EXTRACT PROVIDED =
################

At VACCO sales of defense spares are expected to be lower in '06 and the T-700 program deliveries have been pushed to '07 due to the timing of demand and current inventory levels at the customer. This causes EBIT to be approximately $4 million lower at VACCO.
Next, as we are in the process of significantly upgrading our TWACS software, we will begin amortizing the capitalized portion of this development in '06 which will impact EBIT by approximately $2.2 million. And lastly, although we cannot recognize revenue on the PG&E contract, we will be incurring additional indirect costs such as engineering and R&D associated with this contract and other IOUs in the pipeline that will hit the P&L in '06.
We are required to begin expensing stock options in the first quarter of '06 and we expect the annual EPS impact to be $0.10 to $0.12 a share which is reflected in our guidance. On the governance front, we are nearly complete with the implementation of our 404 certification. As a result of the tremendous effort expended by our dedicated associates throughout the organization, the project to date has gone very well and we feel that we are in excellent shape to be in full compliance when we file our 10-K and annual report next month. I'll be happy to address any specific financial questions during the Q&A and now I'll turn it back over to Vic.
Vic Richey - Chairman, CEO
Thanks, Gary. I think the fourth-quarter results were well covered in the release. And as Gary commented, sales and earnings were generally in line with our expectations. And at 19 million our cash flow exceeded expectations. My comments will focus on what we see going forward.
At the highest level, while I'm disappointed with our '06 outlook, I'm extremely enthused about the foundation we have to deliver a very strong '07. While I would have preferred we made more level progress toward our stated long-term objectives, the timing of our opportunities have not unfolded that way. Most importantly, though, as we look beyond '06 we have programs in hand and near-term opportunities that should provide another period of sustained earnings growth at levels well above what we accomplished in '05.
I also want to add that while my view of our longer-term outlook does not require acquisitions, we are actively involved with two opportunities which should further strengthen our position in the utility communications market. I'll briefly cover filtration and tests and then provide a more in-depth view of our communications business.
In filtration we're making adjustments necessary to respond to the current market conditions. The most challenging macro issues are resin prices and softness in the automotive business at Filtertek. In response we've made adjustments to our workforce, we're continuing to move work to our lower-cost facilities and we're working with our customers on both pricing and product cost changes.
At VACCO our biggest challenge with respect to '06 is the volume decline, the single biggest issue being the T-700 program. Our current understanding of the requirements suggests that we will have a production break mid-year '06 before deliveries will resume in '07. At PTI we've taken a number of steps over the past 18 months to reduce our cost and sharpen our focus. The actions we've taken together with in market improvements should allow for continued improvement in our commercial aerospace business. In the aggregate we're facing a down year in filtration in '06. But the actions we have taken and the current market perspective should provide for improved contribution in '07.

################

SET PROBLEM A =
Answer these questions using the earnings call excerpt:
(i) By about how much will amortizing the capitalized portion of the TWACS software development affect EBIT?
(ii) What amount of cash flow does Vic Richey give for the fourth quarter?
(iii) What two macro issues are named as the most challenging in filtration?
SET PROBLEM B = Transcribe the stretch of the earnings call excerpt from "Vic Richey - Chairman, CEO" through "see going forward." word for word.

################

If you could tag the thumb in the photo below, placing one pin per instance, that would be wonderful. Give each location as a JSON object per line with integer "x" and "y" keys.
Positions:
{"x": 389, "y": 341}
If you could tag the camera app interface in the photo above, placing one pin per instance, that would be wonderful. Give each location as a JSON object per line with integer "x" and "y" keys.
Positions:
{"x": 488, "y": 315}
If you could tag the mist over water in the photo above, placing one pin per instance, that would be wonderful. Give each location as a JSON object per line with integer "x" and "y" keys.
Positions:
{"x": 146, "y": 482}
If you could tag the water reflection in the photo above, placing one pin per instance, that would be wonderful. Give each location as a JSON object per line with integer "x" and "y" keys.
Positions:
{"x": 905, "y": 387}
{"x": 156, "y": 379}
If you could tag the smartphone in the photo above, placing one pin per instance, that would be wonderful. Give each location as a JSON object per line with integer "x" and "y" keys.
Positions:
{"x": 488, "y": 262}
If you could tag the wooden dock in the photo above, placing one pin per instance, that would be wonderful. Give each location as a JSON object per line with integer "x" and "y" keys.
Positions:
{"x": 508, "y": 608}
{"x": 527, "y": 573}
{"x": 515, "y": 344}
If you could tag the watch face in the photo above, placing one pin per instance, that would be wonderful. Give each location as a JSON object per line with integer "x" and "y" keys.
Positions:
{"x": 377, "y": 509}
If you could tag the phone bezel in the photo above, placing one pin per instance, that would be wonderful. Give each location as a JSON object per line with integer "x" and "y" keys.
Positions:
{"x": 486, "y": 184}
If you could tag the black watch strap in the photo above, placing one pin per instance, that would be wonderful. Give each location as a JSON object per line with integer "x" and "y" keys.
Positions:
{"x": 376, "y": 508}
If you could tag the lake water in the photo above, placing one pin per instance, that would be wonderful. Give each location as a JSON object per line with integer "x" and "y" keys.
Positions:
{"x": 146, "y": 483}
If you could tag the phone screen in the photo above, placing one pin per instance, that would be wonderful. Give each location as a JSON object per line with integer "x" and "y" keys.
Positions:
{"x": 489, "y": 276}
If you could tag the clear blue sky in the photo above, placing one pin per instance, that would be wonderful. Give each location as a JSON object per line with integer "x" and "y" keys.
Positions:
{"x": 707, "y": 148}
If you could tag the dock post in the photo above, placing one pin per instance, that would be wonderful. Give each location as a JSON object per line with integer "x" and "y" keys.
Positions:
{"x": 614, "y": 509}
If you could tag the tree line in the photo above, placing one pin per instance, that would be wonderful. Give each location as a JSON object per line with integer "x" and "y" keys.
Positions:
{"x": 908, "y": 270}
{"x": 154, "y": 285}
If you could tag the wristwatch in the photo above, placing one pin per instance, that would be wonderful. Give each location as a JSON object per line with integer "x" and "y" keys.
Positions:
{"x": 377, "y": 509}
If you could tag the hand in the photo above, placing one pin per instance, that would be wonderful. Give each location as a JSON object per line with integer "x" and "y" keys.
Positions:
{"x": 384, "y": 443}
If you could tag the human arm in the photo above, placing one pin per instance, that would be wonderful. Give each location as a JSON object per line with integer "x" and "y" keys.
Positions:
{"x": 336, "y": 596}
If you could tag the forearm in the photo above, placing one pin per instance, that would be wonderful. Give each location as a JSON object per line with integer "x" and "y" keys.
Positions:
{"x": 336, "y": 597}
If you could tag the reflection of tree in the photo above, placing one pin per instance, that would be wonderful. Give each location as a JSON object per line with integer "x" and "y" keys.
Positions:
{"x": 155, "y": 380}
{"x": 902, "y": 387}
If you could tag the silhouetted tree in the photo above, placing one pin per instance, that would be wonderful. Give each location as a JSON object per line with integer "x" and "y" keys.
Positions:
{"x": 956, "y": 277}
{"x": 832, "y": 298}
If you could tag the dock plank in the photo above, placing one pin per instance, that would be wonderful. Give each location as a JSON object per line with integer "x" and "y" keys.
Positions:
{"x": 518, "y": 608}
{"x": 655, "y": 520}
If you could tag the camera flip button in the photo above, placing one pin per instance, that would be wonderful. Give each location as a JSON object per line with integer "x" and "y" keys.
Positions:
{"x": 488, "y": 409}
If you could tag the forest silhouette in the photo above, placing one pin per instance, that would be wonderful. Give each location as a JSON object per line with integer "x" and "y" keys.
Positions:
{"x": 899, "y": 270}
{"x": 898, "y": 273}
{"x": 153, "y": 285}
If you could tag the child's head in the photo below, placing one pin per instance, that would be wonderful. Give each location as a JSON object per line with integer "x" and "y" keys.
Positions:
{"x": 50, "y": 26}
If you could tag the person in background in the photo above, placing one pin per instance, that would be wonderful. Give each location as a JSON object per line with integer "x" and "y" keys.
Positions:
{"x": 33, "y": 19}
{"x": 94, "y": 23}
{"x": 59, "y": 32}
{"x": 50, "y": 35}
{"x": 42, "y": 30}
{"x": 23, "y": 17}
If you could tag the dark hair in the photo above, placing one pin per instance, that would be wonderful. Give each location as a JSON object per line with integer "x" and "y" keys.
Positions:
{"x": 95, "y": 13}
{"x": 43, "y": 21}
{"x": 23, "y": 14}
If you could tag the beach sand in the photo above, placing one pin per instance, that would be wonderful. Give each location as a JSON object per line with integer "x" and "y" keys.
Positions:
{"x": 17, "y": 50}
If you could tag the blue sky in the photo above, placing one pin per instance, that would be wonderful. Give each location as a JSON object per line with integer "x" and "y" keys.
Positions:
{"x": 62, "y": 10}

################

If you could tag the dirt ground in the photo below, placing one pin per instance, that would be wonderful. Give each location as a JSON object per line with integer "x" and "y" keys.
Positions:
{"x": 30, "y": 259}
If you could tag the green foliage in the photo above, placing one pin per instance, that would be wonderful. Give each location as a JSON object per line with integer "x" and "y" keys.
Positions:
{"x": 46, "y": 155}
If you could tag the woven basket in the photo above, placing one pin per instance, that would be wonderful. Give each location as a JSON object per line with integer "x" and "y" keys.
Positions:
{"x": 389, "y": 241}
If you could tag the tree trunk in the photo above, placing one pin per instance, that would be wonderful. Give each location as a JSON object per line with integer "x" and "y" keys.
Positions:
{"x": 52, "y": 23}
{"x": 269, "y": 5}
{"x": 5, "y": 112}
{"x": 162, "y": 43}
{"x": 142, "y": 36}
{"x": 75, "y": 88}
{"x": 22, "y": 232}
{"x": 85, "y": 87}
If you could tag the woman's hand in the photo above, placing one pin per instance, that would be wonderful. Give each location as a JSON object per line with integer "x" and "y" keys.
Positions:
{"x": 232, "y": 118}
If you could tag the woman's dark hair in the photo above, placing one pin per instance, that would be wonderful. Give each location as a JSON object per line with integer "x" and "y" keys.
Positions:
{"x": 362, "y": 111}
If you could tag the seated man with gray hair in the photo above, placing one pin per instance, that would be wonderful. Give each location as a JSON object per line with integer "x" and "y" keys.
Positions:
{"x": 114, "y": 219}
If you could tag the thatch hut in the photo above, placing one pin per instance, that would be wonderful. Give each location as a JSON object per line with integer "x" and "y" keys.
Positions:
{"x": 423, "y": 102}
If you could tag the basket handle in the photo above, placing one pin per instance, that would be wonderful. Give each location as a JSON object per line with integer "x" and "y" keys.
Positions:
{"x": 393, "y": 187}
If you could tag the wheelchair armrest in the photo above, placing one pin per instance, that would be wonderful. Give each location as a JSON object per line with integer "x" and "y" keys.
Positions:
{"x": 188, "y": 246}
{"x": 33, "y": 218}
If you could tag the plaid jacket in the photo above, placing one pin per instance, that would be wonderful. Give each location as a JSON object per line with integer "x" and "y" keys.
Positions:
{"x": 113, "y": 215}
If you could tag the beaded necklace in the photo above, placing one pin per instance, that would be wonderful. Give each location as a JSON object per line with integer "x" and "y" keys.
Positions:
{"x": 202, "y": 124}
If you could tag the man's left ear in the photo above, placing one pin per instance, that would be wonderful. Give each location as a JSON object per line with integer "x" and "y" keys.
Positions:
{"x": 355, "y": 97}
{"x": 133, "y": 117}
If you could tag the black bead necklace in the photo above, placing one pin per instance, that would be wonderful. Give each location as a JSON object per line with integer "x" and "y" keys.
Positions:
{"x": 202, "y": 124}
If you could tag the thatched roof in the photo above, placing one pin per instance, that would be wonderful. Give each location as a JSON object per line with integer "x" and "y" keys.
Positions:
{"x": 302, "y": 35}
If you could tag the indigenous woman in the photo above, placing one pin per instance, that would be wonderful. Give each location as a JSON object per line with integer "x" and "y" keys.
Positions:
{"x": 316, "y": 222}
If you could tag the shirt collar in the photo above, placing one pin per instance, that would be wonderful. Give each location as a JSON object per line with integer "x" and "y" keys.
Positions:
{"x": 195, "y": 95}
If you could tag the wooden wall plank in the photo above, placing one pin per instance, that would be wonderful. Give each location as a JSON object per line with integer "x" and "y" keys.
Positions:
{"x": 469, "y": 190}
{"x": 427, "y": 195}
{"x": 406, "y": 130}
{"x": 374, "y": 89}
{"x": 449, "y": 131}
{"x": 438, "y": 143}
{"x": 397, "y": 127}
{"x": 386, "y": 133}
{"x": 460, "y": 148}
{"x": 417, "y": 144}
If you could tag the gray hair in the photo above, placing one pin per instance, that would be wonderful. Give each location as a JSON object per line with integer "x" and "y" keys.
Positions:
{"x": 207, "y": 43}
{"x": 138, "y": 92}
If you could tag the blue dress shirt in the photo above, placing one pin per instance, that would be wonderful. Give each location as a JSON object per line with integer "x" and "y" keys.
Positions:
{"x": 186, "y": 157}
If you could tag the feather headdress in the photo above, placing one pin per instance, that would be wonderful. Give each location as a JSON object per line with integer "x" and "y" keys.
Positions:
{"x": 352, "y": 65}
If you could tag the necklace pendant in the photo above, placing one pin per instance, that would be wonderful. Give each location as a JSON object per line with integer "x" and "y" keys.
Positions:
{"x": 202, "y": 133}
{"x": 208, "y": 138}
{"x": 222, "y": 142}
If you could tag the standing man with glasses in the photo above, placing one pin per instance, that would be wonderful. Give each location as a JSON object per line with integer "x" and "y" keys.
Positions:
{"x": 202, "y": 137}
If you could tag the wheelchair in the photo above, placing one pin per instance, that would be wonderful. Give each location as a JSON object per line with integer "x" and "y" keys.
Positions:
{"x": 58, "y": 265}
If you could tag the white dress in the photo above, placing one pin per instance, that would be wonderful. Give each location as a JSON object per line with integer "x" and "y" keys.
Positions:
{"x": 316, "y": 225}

################

OUTPUT A =
(i) Approximately $2.2 million.
(ii) 19 million.
(iii) Resin prices and softness in the automotive business at Filtertek.

OUTPUT B =
Vic Richey - Chairman, CEO
Thanks, Gary. I think the fourth-quarter results were well covered in the release. And as Gary commented, sales and earnings were generally in line with our expectations. And at 19 million our cash flow exceeded expectations. My comments will focus on what we see going forward.